Nothing may be dropped or added when the entries below are copied.

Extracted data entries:
------------

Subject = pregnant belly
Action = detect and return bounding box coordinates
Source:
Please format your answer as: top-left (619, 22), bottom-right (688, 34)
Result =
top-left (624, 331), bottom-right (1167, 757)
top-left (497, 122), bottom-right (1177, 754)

------------

→ **Task answer**:
Subject = pregnant belly
Action = detect and return bounding box coordinates
Source:
Please format your answer as: top-left (619, 22), bottom-right (688, 34)
Result =
top-left (624, 331), bottom-right (1167, 757)
top-left (497, 122), bottom-right (1177, 754)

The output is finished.